Stated task: Copy every line of the listing below without changing anything.

[start of Records for the exercise]

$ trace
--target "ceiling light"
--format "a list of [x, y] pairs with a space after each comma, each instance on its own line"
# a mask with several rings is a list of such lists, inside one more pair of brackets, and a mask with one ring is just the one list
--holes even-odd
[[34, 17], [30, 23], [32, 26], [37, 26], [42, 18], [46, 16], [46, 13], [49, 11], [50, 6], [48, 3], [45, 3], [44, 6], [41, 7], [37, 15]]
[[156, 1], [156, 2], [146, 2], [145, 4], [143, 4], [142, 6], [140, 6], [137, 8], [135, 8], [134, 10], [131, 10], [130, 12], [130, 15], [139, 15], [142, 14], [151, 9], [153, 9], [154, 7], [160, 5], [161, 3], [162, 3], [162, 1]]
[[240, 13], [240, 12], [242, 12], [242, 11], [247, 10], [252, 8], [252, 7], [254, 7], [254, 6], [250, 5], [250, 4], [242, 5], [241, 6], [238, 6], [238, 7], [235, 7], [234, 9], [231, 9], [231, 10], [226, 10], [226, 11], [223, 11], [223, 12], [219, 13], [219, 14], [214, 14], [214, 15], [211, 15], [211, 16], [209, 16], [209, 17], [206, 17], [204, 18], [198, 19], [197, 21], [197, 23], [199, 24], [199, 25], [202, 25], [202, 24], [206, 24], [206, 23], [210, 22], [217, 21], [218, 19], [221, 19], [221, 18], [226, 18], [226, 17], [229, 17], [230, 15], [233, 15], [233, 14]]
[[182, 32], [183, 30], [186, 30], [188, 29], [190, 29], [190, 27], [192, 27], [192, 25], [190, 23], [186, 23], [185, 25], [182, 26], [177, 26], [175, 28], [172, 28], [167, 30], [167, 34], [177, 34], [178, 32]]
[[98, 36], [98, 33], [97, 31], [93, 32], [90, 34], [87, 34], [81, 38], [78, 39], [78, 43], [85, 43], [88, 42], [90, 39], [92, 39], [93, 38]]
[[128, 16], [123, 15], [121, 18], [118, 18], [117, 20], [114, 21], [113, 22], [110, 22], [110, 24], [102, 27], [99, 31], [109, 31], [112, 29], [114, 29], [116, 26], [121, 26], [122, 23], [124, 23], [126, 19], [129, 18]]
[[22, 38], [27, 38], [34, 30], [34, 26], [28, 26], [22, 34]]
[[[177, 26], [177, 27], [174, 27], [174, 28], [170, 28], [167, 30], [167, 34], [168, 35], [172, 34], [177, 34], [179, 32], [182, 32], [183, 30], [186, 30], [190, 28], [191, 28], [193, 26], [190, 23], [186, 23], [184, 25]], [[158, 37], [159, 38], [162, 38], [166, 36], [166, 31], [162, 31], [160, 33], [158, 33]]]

[end of Records for the exercise]

The output:
$ trace
--target "ceiling light"
--format "a list of [x, y] pairs with a space after each comma, each instance on its own line"
# a mask with several rings is a list of such lists, inside one more pair of brackets, and a mask with one ring is just the one list
--holes even-odd
[[34, 17], [30, 23], [32, 26], [37, 26], [42, 18], [46, 16], [46, 13], [49, 11], [50, 6], [48, 3], [45, 3], [44, 6], [41, 7], [37, 15]]
[[156, 1], [156, 2], [146, 2], [145, 4], [143, 4], [142, 6], [140, 6], [137, 8], [135, 8], [134, 10], [131, 10], [130, 12], [130, 15], [139, 15], [142, 14], [151, 9], [153, 9], [154, 7], [160, 5], [161, 3], [162, 3], [162, 1]]
[[240, 13], [240, 12], [242, 12], [242, 11], [247, 10], [252, 8], [252, 7], [254, 7], [254, 6], [250, 5], [250, 4], [242, 5], [241, 6], [238, 6], [238, 7], [235, 7], [234, 9], [231, 9], [231, 10], [226, 10], [226, 11], [223, 11], [223, 12], [219, 13], [219, 14], [214, 14], [214, 15], [211, 15], [211, 16], [209, 16], [209, 17], [206, 17], [204, 18], [198, 19], [197, 21], [197, 23], [199, 24], [199, 25], [202, 25], [202, 24], [206, 24], [206, 23], [210, 22], [217, 21], [218, 19], [221, 19], [221, 18], [226, 18], [226, 17], [229, 17], [230, 15], [233, 15], [233, 14]]
[[182, 32], [183, 30], [186, 30], [188, 29], [190, 29], [190, 27], [192, 27], [192, 25], [190, 23], [186, 23], [185, 25], [182, 26], [177, 26], [175, 28], [172, 28], [167, 30], [167, 34], [177, 34], [178, 32]]
[[98, 36], [98, 33], [97, 31], [93, 32], [90, 34], [87, 34], [81, 38], [78, 39], [78, 43], [85, 43], [88, 42], [90, 39], [92, 39], [93, 38]]
[[128, 16], [123, 15], [121, 18], [118, 18], [117, 20], [114, 21], [113, 22], [110, 22], [110, 24], [102, 27], [99, 31], [109, 31], [112, 29], [114, 29], [116, 26], [121, 26], [122, 23], [124, 23], [126, 19], [129, 18]]
[[22, 38], [27, 38], [34, 30], [34, 26], [28, 26], [22, 34]]
[[[177, 26], [177, 27], [174, 27], [174, 28], [170, 28], [167, 30], [167, 34], [168, 35], [172, 34], [177, 34], [179, 32], [182, 32], [183, 30], [186, 30], [190, 28], [191, 28], [193, 26], [190, 23], [186, 23], [184, 25]], [[158, 37], [159, 38], [162, 38], [166, 36], [166, 31], [162, 31], [160, 33], [158, 33]]]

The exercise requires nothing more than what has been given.